-- THINGS TO DO --
1. From the piece on the ASDA ad, reproduce the passage starting with "I’ve held off" and going on through "it so much.".
2. Answer these questions from the piece on the ASDA ad:
(a) How many times does the writer say they have watched the ad?
(b) What is the name of the supposed superfan in the ad?
(c) What example does the writer give of an advert that tells you that you can get cheaper sausages?

-- TEXT TO READ --
:::
ASDA put out an ad during lockdown that I’d like to talk about. Here it is:

40 seconds of your life that you’re never getting back. And that’s if you’re merciful and only watch it once.

I must have watched this over 50 times. And each time, it makes me cringe harder than the last. I hold it wholly accountable for my skyrocketing blood pressure; it’s just so bad.

I’ve held off from talking about it for a while as an act of self-preservation. But I think it’s finally time to break the seal on this historical record and to hold humanity to account for what it has unleashed.

First of all, the very idea of the ad sucks

So the premise is that this is a fan-made video. Our protagonist, Sunny, is just some ASDA mega-fan who’s recording an advert for ASDA because he loves it so much.

But it’s transparently not that. This is not a fan-made video, and that is not a fan. This is an advert, and that is an actor. It’s hosted on ASDA’s own channels. Nothing about this seems authentic whatsoever, and ASDA hasn’t even tried to make it seem so. So there’s a staggering gulf between what the advert claims to be and what it plainly is. And this chasm is the cause of the dissonance you experience when watching the ad. It’s what makes you ask, “just what the hell is this?”

“Our superfan Sunny has created his very own Asda commercial, and we were so impressed we decided to run it.” NO, HE HASN’T AND NO, YOU DIDN’T.

The thing is, there’s probably some actual real ASDA mega-fans out there. There’s probably some niche TikTok community posting daily #ASDAprice vlogs and setting each other challenges. In all likelihood, someone is trying to visit every ASDA in the country and document their experience. Go and film THEM, not this goon. As I’ve said before, brands make bad content so look to your users instead.

So even before we get to a single second into the ad, this thing is already a mess. But I suppose we probably should talk about the content itself.

I’m not a copywriter, but I know bad writing

I don’t know how to write an advert. Nor do I know anything about ASDA’s target audience or its messaging strategy. But what is this writing?!

The general form of an advert – as I understand it – is that of a value proposition. “50% off sausages” is an advert that tells you that you can get cheaper sausages. In modern advertising, this takes a pretty standardised structure of “At A, we know B, and that’s why we’re C, and that’s D!”
:::
-- EXCERPTED DATA --
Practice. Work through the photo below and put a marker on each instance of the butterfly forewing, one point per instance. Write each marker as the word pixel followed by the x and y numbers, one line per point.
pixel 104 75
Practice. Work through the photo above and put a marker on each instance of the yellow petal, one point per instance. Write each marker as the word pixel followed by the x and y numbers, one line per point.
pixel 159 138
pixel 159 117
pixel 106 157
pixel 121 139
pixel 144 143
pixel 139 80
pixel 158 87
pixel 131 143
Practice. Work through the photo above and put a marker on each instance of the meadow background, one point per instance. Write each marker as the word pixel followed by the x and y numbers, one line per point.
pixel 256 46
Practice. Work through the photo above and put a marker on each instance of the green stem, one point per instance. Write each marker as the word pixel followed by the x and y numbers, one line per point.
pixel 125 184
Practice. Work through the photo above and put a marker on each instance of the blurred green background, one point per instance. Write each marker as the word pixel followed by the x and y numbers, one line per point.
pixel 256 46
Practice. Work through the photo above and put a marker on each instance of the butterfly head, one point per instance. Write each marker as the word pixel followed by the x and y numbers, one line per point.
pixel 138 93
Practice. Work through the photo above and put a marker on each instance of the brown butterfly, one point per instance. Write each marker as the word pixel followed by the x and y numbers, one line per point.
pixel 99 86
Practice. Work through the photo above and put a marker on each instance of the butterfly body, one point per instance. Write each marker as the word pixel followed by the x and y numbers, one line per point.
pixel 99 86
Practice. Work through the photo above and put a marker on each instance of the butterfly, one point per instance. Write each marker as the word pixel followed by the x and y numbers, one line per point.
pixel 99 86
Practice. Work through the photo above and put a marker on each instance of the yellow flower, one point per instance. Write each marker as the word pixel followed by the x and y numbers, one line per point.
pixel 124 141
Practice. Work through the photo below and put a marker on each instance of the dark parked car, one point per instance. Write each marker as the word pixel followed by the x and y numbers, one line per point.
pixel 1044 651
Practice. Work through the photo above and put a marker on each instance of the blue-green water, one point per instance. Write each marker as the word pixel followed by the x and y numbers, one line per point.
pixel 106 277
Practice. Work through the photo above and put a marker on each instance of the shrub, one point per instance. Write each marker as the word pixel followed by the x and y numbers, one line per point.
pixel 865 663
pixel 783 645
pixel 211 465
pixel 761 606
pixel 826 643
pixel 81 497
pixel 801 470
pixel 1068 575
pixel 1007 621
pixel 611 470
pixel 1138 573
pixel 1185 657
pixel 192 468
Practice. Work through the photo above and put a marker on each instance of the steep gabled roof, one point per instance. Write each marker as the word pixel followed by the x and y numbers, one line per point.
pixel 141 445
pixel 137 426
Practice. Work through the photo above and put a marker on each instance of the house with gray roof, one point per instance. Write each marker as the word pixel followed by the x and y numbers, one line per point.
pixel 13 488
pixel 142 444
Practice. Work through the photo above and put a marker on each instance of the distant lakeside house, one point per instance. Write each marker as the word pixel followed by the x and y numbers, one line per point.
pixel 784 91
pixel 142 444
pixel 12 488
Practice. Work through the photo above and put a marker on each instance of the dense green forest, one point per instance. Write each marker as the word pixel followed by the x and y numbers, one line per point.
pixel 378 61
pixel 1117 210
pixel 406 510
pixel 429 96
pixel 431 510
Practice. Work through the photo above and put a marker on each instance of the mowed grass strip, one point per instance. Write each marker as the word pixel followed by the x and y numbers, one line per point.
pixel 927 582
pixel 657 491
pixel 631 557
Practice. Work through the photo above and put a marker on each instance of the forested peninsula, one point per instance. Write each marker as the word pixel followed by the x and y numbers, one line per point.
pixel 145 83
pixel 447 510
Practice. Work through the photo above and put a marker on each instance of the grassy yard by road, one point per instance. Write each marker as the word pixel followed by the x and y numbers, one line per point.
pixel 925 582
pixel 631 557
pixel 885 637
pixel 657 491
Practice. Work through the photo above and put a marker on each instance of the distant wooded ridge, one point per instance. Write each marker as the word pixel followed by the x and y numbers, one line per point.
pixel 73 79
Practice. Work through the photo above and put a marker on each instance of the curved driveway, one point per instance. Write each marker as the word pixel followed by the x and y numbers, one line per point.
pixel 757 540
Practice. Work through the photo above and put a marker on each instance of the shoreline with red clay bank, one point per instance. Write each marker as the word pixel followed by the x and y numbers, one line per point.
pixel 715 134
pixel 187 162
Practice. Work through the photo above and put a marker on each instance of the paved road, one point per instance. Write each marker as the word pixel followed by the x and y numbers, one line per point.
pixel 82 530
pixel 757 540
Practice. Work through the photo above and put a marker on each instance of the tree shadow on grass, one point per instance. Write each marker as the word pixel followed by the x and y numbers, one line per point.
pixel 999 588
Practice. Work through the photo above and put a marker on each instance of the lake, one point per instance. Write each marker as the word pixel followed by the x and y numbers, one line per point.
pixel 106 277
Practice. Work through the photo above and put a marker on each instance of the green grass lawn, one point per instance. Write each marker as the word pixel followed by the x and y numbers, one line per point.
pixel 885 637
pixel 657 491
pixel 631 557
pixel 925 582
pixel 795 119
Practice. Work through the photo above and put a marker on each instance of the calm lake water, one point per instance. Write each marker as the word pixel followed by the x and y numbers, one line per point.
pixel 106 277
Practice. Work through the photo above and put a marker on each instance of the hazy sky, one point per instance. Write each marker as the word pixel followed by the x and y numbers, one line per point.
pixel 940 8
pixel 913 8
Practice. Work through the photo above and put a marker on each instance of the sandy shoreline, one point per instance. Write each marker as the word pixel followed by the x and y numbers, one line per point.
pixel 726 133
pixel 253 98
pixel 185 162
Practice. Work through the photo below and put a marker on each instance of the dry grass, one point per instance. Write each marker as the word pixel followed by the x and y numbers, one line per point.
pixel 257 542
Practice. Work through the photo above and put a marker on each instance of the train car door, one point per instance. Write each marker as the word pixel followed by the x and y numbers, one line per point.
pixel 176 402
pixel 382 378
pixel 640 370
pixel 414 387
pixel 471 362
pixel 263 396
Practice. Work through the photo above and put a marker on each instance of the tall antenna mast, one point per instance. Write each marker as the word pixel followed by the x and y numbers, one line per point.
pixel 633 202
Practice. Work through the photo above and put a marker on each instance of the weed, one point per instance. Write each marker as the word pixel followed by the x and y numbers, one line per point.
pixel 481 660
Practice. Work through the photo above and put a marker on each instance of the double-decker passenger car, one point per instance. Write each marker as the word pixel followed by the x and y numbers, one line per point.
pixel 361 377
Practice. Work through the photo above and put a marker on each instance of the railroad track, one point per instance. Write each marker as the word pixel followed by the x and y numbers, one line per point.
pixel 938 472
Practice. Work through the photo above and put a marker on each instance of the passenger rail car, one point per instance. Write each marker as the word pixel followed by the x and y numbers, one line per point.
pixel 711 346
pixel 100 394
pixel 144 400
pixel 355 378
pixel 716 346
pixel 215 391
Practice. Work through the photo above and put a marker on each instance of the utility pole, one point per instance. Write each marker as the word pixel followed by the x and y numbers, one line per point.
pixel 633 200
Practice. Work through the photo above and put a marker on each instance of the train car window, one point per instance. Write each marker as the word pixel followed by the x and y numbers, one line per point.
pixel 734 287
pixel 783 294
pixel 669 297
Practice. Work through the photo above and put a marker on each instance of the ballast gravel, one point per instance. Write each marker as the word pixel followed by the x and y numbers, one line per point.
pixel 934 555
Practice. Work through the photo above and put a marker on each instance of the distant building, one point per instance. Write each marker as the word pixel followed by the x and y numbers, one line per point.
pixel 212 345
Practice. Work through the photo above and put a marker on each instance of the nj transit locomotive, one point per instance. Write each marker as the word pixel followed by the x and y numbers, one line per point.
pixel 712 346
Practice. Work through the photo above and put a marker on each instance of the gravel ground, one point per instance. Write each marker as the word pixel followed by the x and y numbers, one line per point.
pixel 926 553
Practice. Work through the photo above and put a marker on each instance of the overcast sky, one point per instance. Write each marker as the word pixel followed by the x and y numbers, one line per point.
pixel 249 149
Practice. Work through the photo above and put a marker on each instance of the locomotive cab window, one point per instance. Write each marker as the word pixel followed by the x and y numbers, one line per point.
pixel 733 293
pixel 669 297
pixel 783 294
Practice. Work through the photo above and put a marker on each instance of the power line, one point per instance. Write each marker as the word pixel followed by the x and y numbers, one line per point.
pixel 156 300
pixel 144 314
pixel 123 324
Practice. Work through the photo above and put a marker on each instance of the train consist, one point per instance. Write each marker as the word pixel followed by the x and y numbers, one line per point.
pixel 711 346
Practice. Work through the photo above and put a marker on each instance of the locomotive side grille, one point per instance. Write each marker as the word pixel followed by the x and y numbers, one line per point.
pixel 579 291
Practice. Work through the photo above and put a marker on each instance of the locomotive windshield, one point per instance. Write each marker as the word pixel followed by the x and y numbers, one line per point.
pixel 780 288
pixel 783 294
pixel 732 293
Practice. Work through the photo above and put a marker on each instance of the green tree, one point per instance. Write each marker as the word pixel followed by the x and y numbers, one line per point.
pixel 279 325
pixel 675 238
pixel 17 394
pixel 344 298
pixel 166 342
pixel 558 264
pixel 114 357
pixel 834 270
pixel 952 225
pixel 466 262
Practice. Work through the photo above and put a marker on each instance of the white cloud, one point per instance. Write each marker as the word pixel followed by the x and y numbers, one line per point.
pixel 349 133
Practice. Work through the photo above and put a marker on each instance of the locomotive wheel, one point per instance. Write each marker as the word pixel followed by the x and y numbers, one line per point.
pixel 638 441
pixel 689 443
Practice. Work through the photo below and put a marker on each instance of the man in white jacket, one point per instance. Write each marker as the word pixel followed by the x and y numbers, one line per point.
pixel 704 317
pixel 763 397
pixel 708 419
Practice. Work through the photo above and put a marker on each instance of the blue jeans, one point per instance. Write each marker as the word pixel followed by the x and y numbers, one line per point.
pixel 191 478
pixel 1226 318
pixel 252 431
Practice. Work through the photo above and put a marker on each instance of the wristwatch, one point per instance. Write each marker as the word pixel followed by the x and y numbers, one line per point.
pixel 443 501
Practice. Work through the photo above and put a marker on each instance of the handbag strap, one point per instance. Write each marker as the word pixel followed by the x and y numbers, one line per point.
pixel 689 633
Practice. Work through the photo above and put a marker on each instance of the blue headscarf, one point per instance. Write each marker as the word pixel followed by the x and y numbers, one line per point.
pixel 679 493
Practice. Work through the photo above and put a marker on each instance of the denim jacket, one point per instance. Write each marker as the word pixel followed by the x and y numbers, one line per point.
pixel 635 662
:::
-- SOLUTIONS BELOW --
1.
I’ve held off from talking about it for a while as an act of self-preservation. But I think it’s finally time to break the seal on this historical record and to hold humanity to account for what it has unleashed.

First of all, the very idea of the ad sucks

So the premise is that this is a fan-made video. Our protagonist, Sunny, is just some ASDA mega-fan who’s recording an advert for ASDA because he loves it so much.

2.
(a) Over 50 times.
(b) Sunny.
(c) "50% off sausages."